## Task
One number is the whole answer: the tally of lines in the records below that contain "yellow".

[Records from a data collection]

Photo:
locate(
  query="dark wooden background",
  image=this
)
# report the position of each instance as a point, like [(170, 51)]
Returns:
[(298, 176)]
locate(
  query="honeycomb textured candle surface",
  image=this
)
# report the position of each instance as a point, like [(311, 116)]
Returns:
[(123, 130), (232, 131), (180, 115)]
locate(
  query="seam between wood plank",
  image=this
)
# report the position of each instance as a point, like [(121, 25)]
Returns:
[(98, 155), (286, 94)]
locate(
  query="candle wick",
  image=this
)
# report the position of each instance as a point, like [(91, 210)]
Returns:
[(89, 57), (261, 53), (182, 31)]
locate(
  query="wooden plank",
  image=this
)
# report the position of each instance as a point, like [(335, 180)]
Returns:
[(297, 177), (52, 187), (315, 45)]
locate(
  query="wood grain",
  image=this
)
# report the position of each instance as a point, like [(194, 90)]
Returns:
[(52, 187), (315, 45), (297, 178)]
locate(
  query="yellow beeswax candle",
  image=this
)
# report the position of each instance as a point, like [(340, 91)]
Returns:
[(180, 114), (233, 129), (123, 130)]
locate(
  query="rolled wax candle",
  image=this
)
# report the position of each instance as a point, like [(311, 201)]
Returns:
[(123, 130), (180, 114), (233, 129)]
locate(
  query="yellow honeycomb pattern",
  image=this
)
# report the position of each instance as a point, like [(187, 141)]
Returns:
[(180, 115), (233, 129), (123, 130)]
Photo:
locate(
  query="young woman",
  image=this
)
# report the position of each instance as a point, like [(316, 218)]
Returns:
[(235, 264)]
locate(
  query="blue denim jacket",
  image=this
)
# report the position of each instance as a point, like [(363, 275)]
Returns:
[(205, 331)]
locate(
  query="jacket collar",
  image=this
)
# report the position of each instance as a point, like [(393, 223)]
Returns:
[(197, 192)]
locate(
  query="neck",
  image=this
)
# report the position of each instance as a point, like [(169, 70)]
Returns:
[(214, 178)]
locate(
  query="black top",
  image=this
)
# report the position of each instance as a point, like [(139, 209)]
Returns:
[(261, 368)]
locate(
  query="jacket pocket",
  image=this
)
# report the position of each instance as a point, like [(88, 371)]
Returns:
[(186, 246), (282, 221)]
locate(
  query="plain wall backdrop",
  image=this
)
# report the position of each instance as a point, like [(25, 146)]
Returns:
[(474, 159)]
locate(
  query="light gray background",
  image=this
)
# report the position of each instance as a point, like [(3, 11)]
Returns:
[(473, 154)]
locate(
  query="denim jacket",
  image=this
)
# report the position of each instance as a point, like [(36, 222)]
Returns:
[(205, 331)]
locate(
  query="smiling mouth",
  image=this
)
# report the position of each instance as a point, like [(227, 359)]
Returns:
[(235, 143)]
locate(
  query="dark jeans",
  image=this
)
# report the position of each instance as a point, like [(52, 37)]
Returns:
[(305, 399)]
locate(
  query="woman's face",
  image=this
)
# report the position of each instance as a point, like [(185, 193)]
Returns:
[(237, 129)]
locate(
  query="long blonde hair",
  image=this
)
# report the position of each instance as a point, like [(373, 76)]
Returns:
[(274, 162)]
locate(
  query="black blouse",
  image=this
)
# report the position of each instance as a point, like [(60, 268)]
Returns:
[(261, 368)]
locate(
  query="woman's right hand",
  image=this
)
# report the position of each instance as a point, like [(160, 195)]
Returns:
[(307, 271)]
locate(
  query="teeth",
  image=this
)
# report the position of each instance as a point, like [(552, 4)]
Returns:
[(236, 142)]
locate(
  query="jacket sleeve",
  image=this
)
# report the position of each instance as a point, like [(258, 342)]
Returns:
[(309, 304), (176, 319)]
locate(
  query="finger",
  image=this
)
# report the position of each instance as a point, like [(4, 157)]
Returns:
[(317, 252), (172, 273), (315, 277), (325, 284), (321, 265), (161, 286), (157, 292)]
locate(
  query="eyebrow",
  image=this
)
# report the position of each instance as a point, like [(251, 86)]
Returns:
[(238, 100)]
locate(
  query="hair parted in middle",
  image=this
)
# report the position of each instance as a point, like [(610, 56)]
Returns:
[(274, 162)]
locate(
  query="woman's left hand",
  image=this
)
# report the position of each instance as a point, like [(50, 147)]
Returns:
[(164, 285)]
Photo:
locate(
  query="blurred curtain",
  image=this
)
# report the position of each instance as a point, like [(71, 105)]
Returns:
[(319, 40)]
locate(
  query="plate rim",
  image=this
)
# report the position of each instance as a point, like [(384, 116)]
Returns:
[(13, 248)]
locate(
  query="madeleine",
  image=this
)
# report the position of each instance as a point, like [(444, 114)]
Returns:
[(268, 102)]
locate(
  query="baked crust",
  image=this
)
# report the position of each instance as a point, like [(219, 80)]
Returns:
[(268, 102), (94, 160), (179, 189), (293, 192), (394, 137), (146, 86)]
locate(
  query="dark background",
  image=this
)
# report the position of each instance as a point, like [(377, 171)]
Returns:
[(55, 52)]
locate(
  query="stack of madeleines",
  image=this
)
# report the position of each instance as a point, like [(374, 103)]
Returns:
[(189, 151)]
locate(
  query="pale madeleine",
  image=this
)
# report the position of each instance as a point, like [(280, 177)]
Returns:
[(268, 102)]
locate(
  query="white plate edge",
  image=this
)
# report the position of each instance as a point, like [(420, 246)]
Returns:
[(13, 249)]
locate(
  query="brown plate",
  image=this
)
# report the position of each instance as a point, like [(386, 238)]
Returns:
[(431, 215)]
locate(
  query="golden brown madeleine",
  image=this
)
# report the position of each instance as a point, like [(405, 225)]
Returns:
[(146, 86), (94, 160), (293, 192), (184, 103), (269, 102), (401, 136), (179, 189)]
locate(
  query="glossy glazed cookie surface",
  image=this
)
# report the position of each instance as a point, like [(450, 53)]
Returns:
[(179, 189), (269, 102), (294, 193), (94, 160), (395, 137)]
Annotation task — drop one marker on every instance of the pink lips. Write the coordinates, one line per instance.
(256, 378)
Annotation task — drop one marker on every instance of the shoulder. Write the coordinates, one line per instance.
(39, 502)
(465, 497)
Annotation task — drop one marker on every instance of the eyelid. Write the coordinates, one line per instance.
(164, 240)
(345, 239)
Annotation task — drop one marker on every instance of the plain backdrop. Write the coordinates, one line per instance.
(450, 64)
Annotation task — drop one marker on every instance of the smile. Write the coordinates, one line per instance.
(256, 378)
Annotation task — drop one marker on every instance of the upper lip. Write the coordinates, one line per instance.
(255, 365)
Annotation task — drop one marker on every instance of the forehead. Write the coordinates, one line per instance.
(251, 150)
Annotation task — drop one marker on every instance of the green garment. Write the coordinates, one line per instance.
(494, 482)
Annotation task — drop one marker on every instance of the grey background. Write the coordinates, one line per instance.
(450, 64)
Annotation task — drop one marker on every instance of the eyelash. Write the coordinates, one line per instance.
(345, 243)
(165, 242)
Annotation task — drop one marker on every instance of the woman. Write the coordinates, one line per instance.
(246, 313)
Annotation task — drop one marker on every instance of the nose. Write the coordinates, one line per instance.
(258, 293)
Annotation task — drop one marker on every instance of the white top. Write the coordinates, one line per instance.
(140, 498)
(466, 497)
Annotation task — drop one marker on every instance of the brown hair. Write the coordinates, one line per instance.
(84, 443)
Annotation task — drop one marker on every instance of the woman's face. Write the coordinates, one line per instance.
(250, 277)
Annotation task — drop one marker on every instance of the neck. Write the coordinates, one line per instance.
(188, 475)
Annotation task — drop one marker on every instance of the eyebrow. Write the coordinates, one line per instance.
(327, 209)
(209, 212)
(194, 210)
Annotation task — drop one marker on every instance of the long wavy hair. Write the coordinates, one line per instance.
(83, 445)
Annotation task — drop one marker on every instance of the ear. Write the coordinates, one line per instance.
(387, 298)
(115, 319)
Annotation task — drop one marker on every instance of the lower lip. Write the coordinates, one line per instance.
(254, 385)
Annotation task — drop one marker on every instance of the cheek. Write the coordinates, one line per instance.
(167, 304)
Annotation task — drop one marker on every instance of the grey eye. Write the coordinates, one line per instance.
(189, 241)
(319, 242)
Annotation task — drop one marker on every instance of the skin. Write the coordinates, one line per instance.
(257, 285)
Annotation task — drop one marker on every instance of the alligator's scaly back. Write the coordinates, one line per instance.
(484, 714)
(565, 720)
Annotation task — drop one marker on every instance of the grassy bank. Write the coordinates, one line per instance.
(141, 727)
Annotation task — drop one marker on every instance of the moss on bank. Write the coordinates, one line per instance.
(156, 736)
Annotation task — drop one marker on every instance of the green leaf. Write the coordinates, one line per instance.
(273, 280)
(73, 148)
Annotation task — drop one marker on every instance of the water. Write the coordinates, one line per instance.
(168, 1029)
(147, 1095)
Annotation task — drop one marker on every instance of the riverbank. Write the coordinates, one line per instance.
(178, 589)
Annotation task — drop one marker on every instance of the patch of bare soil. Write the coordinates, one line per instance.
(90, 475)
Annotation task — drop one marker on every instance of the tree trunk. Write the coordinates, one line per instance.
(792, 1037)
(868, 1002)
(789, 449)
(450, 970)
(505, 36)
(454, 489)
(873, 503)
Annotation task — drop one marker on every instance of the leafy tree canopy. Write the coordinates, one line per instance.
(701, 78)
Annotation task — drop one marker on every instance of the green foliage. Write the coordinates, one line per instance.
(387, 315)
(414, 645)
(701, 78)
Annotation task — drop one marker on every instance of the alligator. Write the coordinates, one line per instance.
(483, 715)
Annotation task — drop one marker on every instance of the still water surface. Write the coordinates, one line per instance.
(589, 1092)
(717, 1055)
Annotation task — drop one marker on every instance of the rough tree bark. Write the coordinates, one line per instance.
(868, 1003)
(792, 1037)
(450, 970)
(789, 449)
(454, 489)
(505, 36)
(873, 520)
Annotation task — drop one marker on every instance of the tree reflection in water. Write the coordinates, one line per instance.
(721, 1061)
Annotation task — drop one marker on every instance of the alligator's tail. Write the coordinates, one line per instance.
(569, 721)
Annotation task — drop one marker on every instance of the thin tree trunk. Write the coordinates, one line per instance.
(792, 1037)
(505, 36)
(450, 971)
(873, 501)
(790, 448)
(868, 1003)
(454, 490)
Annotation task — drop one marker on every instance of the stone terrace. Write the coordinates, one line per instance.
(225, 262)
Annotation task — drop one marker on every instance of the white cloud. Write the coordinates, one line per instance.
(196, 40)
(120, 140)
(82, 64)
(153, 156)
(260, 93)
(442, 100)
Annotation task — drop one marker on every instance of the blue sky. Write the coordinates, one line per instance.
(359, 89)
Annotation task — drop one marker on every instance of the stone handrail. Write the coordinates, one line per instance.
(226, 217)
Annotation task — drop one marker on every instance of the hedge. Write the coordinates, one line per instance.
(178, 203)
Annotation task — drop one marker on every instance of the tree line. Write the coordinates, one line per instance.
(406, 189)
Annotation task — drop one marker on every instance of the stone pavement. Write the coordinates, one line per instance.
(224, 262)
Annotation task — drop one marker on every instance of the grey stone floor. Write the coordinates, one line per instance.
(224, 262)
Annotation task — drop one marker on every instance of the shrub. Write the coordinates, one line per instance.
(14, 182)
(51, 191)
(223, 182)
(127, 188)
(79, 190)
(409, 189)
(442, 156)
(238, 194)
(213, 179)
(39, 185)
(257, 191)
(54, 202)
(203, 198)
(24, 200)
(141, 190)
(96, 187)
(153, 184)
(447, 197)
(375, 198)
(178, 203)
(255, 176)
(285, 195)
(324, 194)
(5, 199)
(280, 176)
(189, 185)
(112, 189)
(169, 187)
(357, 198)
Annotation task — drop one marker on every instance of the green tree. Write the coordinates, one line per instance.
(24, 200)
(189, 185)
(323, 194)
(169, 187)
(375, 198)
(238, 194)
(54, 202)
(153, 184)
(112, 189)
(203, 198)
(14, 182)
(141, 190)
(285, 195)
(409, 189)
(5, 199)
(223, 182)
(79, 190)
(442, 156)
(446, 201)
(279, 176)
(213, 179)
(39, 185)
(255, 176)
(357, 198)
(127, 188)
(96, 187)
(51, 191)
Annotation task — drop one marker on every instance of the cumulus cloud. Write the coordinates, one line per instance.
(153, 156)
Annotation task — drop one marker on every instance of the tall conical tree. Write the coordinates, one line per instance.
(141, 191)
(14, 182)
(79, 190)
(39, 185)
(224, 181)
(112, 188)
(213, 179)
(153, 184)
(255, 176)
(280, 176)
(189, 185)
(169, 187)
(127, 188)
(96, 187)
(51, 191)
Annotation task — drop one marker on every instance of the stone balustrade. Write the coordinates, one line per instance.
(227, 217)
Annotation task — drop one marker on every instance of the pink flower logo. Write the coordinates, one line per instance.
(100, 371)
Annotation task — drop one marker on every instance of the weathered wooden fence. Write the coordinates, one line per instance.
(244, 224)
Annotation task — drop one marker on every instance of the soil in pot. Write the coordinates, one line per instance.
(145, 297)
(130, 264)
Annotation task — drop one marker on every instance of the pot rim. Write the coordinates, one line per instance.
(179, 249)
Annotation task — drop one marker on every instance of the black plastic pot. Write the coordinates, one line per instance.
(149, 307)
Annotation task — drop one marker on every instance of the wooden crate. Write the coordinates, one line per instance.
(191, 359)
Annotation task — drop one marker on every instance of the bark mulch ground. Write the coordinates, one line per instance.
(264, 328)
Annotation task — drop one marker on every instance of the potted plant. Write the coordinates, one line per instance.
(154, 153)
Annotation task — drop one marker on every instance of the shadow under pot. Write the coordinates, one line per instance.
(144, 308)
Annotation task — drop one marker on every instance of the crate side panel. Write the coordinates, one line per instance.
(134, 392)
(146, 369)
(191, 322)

## Task result
2